**REQUIREMENTS**
Update the material from the line containing "Box each gray modern building you can see." down to the line containing "[576,386,586,449]", replacing "street lamp" with "lamppost" and keeping everything else unchanged. Reproduce only those lines.

-- -- --

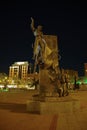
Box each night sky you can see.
[0,1,87,75]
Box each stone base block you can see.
[26,100,80,114]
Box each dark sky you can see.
[0,1,87,75]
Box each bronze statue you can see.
[31,18,45,71]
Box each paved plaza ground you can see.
[0,90,87,130]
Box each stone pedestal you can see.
[26,97,80,114]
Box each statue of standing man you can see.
[31,17,45,67]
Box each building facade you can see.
[84,63,87,76]
[9,61,29,80]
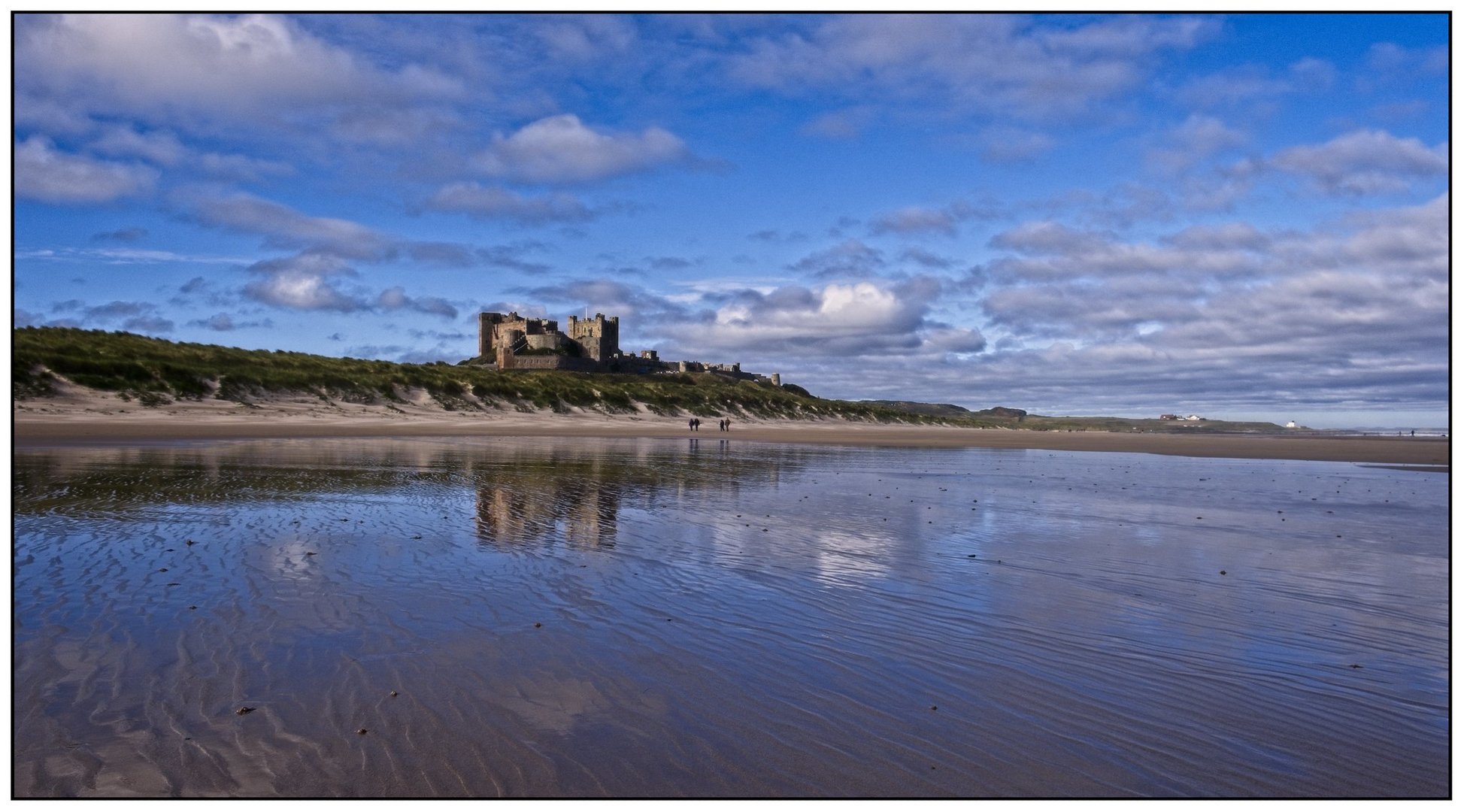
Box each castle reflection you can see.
[473,438,805,546]
[474,477,625,546]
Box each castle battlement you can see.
[474,313,782,386]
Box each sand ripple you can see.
[14,439,1450,798]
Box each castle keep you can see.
[470,313,782,386]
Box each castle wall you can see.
[565,313,621,362]
[498,354,602,371]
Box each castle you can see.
[471,313,782,386]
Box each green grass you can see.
[12,328,960,423]
[12,328,1296,433]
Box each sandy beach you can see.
[14,389,1450,465]
[12,435,1450,798]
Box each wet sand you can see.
[12,435,1450,798]
[14,391,1450,467]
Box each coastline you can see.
[12,391,1450,471]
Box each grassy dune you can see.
[12,328,960,423]
[12,328,1294,433]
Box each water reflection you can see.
[14,438,1448,796]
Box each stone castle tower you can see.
[565,313,621,362]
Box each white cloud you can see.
[728,14,1217,119]
[14,136,158,203]
[1271,130,1450,196]
[14,14,461,120]
[244,253,368,313]
[425,181,594,224]
[376,286,456,319]
[184,195,396,260]
[872,206,956,235]
[476,114,690,183]
[92,126,186,167]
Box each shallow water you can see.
[14,439,1450,798]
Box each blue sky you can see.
[14,14,1450,426]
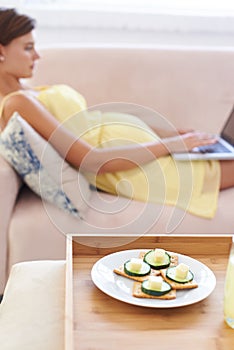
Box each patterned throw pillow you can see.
[0,113,91,217]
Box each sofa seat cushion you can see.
[0,260,65,350]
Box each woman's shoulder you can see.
[0,90,40,120]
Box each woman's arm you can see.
[1,94,218,173]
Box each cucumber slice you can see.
[166,266,194,283]
[143,249,171,270]
[124,260,150,276]
[141,280,172,296]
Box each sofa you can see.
[0,45,234,293]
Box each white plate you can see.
[91,249,216,308]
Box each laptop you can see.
[172,106,234,161]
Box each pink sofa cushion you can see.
[0,113,91,217]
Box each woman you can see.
[0,8,234,218]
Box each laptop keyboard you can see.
[198,142,231,153]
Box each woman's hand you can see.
[162,131,217,153]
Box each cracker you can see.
[114,265,160,282]
[160,269,198,290]
[132,282,176,300]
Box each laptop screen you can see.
[221,107,234,146]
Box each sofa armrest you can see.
[0,156,22,294]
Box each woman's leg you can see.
[220,160,234,190]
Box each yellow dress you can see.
[1,85,220,218]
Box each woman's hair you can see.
[0,7,36,46]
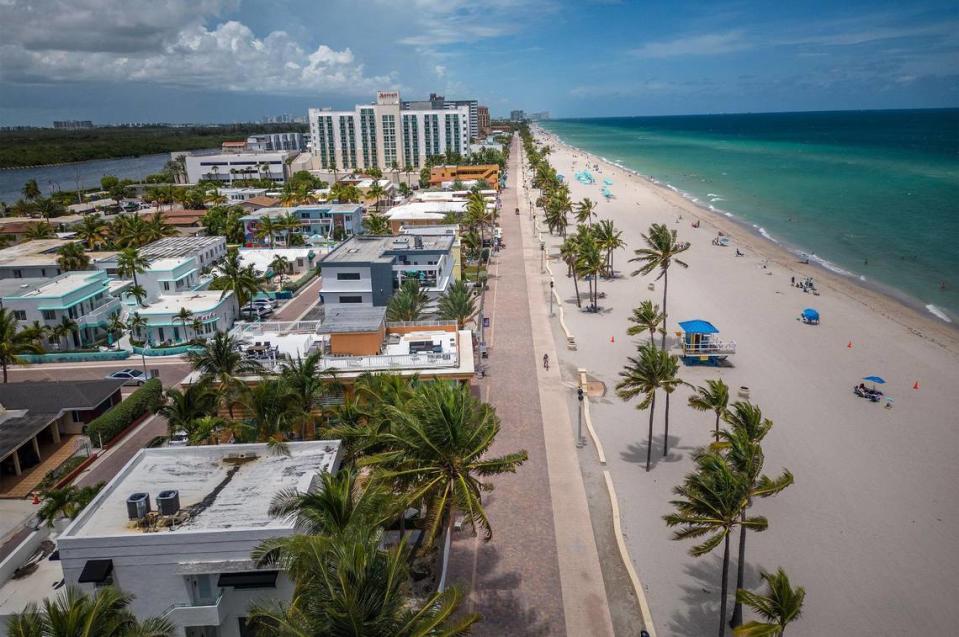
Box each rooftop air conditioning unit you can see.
[157,489,180,515]
[127,493,150,520]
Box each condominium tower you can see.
[309,91,471,171]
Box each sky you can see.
[0,0,959,126]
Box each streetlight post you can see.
[576,386,585,449]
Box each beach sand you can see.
[521,133,959,637]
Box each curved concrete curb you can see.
[603,471,656,637]
[577,367,606,465]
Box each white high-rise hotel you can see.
[310,91,471,171]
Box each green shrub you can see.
[87,378,163,445]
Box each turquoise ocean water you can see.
[541,109,959,323]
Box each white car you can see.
[107,367,147,385]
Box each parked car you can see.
[107,368,148,385]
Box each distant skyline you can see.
[0,0,959,126]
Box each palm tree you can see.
[626,300,663,345]
[663,453,768,637]
[367,381,528,570]
[629,223,689,349]
[76,214,109,250]
[249,535,479,637]
[715,401,794,628]
[438,281,476,329]
[616,343,682,471]
[158,377,218,434]
[733,568,806,637]
[173,307,193,341]
[187,332,263,420]
[6,586,177,637]
[575,197,596,226]
[57,243,90,272]
[280,352,339,438]
[117,247,150,288]
[688,380,729,442]
[363,213,390,235]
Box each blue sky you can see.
[0,0,959,125]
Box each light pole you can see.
[576,387,586,449]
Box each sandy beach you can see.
[521,126,959,636]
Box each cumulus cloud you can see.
[0,0,396,94]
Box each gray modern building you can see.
[320,235,456,307]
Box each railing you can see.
[680,340,736,356]
[77,299,120,327]
[320,352,459,371]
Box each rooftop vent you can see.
[157,489,180,515]
[127,493,150,520]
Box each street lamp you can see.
[576,386,586,449]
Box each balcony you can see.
[161,593,225,628]
[77,298,120,327]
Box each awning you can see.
[216,571,279,588]
[679,319,719,334]
[77,560,113,584]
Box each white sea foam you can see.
[926,303,952,323]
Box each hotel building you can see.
[309,91,475,171]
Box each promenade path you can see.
[449,137,613,637]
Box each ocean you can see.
[540,109,959,322]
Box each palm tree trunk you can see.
[646,392,656,472]
[660,270,669,349]
[663,392,669,458]
[729,509,746,628]
[719,533,729,637]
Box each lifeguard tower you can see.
[676,319,736,365]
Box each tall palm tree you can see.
[158,377,219,434]
[438,281,476,329]
[626,299,663,345]
[367,381,528,569]
[187,332,264,420]
[6,586,177,637]
[117,247,150,286]
[733,568,806,637]
[689,380,729,442]
[386,279,430,321]
[715,401,794,628]
[629,223,689,349]
[663,453,768,637]
[57,243,90,272]
[616,343,682,471]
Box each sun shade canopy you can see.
[679,319,719,334]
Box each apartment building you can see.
[320,235,455,307]
[0,270,121,351]
[309,91,471,171]
[57,440,341,637]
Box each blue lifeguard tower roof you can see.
[679,319,719,334]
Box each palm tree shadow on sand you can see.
[668,548,761,637]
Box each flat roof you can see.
[316,306,386,334]
[60,440,340,539]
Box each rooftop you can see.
[61,440,340,540]
[322,235,454,265]
[316,306,386,334]
[138,290,233,318]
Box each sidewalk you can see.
[450,135,612,637]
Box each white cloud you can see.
[632,31,752,58]
[0,0,397,95]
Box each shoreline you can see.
[534,126,959,354]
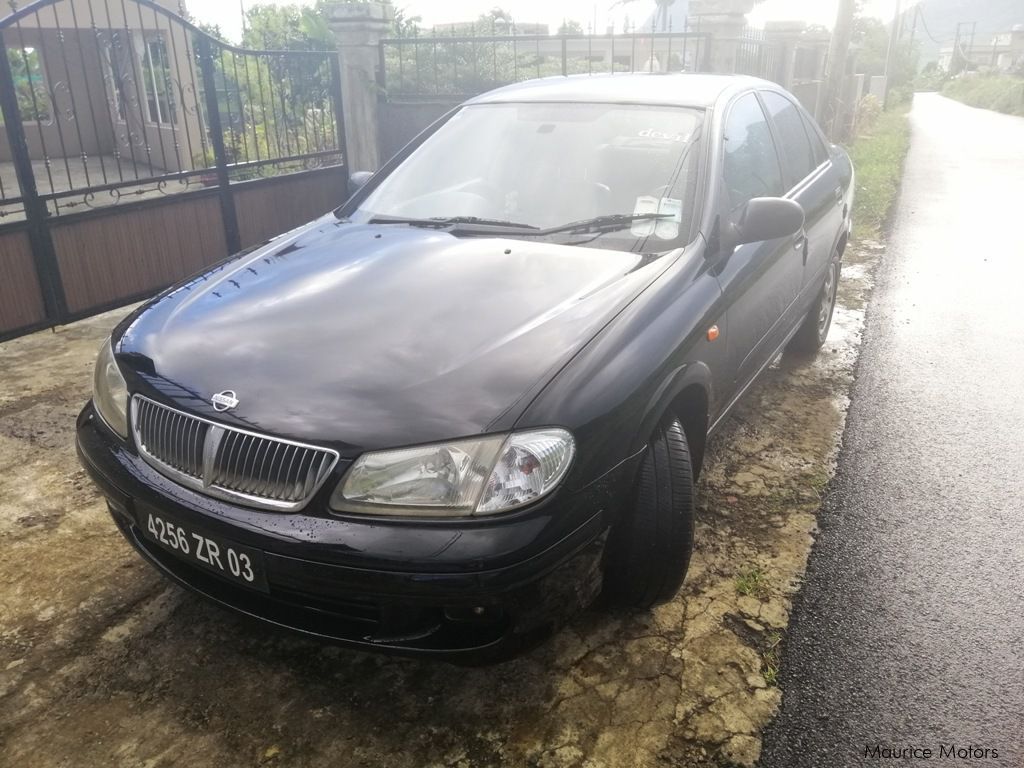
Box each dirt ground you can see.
[0,243,881,768]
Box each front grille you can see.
[132,394,338,511]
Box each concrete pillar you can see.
[867,75,889,104]
[688,0,755,74]
[327,2,394,173]
[765,22,807,90]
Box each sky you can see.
[187,0,911,41]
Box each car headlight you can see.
[92,339,128,439]
[331,429,575,517]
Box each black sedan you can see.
[78,75,853,660]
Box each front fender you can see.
[516,241,728,488]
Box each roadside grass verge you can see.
[849,104,910,240]
[942,75,1024,116]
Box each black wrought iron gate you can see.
[0,0,347,339]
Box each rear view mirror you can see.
[348,171,374,197]
[733,198,804,246]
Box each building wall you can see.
[0,0,204,172]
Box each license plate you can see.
[138,506,268,592]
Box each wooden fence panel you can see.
[51,194,227,315]
[0,230,46,338]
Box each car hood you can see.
[115,216,653,454]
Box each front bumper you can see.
[77,403,632,663]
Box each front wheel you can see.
[603,417,694,609]
[787,257,841,355]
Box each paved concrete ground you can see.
[0,233,879,768]
[763,94,1024,768]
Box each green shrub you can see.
[942,74,1024,116]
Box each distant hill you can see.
[903,0,1024,65]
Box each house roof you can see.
[469,72,776,108]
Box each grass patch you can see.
[942,74,1024,116]
[761,632,782,687]
[736,568,768,599]
[849,106,910,240]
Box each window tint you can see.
[761,91,818,184]
[800,111,828,166]
[724,93,783,210]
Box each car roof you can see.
[466,72,778,109]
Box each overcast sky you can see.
[187,0,912,40]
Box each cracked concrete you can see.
[0,237,881,768]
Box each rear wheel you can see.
[604,416,693,608]
[786,256,841,355]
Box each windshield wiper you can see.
[537,213,675,234]
[368,216,537,230]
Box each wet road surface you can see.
[761,94,1024,768]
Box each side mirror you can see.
[730,198,804,246]
[348,171,374,197]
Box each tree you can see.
[852,16,919,86]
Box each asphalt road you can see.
[761,94,1024,768]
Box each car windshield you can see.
[352,102,702,251]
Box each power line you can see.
[913,0,942,45]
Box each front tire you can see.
[604,416,694,609]
[786,256,841,356]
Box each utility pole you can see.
[822,0,857,139]
[882,0,901,106]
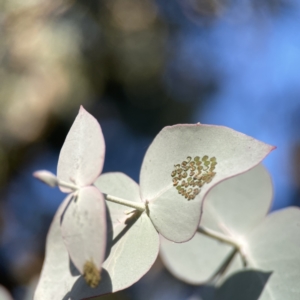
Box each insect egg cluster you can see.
[171,155,217,200]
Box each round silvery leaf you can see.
[57,106,105,192]
[217,207,300,300]
[160,165,273,284]
[95,173,159,292]
[61,186,106,286]
[140,124,274,242]
[34,173,159,300]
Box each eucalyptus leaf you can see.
[34,173,159,300]
[160,165,273,284]
[140,124,274,242]
[61,186,106,276]
[57,106,105,193]
[216,207,300,300]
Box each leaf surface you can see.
[61,186,106,274]
[140,124,274,242]
[34,173,159,300]
[160,165,273,284]
[57,106,105,193]
[216,207,300,300]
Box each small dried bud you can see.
[83,261,101,288]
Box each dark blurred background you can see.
[0,0,300,300]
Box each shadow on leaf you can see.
[62,269,112,300]
[215,270,272,300]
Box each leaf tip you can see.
[83,260,101,288]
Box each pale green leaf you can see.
[61,186,106,274]
[217,207,300,300]
[140,124,274,242]
[57,106,105,192]
[161,165,272,284]
[0,285,13,300]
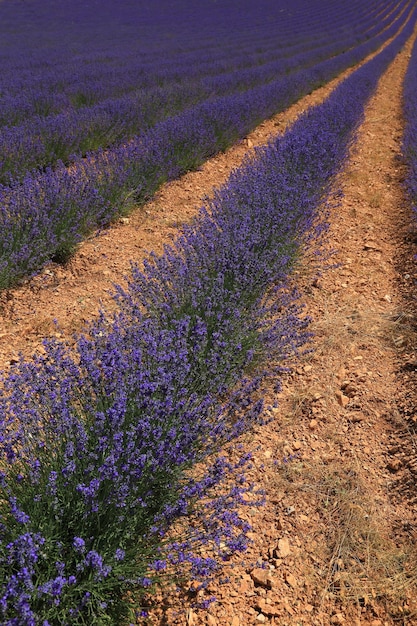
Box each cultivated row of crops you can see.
[402,25,417,211]
[0,0,407,183]
[0,2,416,626]
[0,0,412,288]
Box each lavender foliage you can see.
[0,11,413,626]
[402,30,417,212]
[0,0,411,288]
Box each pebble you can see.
[276,537,291,559]
[285,573,297,589]
[250,567,271,587]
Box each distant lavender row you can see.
[0,15,415,626]
[402,31,417,219]
[0,0,407,288]
[0,0,397,123]
[0,0,408,183]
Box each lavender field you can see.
[0,0,417,626]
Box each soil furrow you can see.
[145,23,417,626]
[0,17,410,370]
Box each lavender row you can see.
[0,0,407,183]
[402,29,417,217]
[0,0,396,123]
[0,1,412,288]
[0,15,415,626]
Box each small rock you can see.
[387,459,401,472]
[335,390,349,408]
[285,573,297,589]
[275,537,291,559]
[347,411,365,424]
[250,567,271,587]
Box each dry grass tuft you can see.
[277,459,417,623]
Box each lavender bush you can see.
[0,0,411,288]
[0,14,413,626]
[0,0,407,183]
[402,29,417,212]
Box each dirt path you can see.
[142,23,417,626]
[0,28,404,371]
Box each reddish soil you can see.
[0,22,417,626]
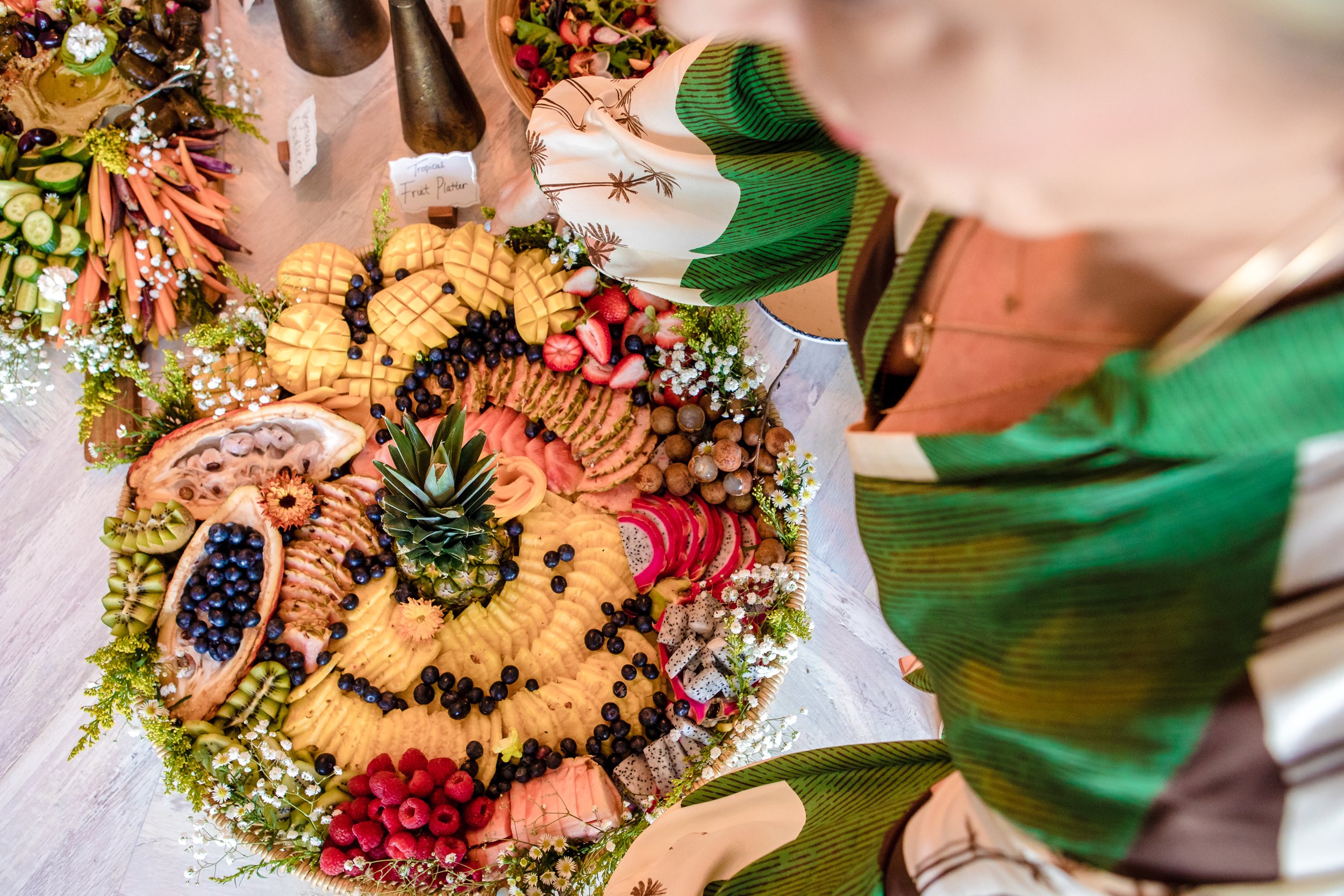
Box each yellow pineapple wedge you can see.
[513,262,581,344]
[276,243,364,307]
[266,302,349,392]
[368,270,461,356]
[332,336,416,411]
[444,221,513,314]
[379,224,448,277]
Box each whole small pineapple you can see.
[375,404,510,608]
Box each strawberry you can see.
[387,830,416,858]
[444,770,476,804]
[564,264,597,298]
[327,813,355,847]
[434,837,467,868]
[581,286,631,324]
[425,756,457,785]
[397,747,429,775]
[653,310,685,348]
[583,357,612,385]
[462,797,495,830]
[610,355,649,388]
[629,286,672,312]
[430,805,462,842]
[317,847,346,877]
[574,317,612,361]
[397,797,429,830]
[542,333,583,374]
[355,821,384,853]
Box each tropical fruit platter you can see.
[0,0,260,441]
[86,213,817,892]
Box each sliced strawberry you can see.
[612,355,649,388]
[653,310,685,348]
[629,286,672,312]
[573,317,612,361]
[588,286,631,324]
[583,357,612,385]
[542,333,583,374]
[564,266,597,298]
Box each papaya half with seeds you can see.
[159,485,285,720]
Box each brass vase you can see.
[389,0,485,154]
[276,0,390,78]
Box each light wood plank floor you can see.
[0,0,929,896]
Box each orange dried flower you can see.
[261,470,317,529]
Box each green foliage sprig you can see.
[201,95,270,144]
[374,187,397,258]
[93,352,199,470]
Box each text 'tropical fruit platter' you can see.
[77,212,817,893]
[0,0,260,441]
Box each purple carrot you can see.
[191,220,252,255]
[187,152,242,175]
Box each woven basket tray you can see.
[109,408,808,893]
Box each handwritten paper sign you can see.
[289,97,317,187]
[387,152,481,212]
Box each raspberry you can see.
[368,771,411,806]
[397,797,429,830]
[434,837,467,868]
[327,812,355,847]
[406,769,434,799]
[317,847,346,877]
[355,821,383,853]
[425,758,457,785]
[397,747,429,775]
[429,805,462,837]
[444,770,476,804]
[387,830,416,858]
[462,797,495,828]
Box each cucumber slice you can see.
[61,140,93,165]
[32,161,83,193]
[51,224,89,255]
[20,211,59,253]
[0,180,39,207]
[13,255,42,282]
[0,192,42,224]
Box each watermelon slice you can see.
[616,513,667,591]
[704,508,742,584]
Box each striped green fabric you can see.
[676,43,859,305]
[685,740,952,896]
[856,297,1344,866]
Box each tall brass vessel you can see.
[389,0,485,154]
[276,0,391,78]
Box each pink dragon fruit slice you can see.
[616,513,667,591]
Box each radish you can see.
[706,508,742,584]
[616,513,667,591]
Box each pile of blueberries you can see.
[583,596,659,658]
[257,618,336,688]
[411,666,540,719]
[176,522,266,662]
[485,737,562,799]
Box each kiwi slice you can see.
[214,660,289,731]
[102,501,196,554]
[102,554,168,638]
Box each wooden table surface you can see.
[0,0,932,896]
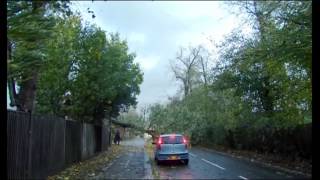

-- -- --

**RESULT**
Box each gray modern building you can see.
[320,235,456,307]
Box each railing you can see.
[680,340,736,356]
[77,299,120,327]
[320,352,459,371]
Box each rooftop vent you can see.
[157,489,180,515]
[127,493,150,520]
Box each lamppost you can see.
[576,386,586,449]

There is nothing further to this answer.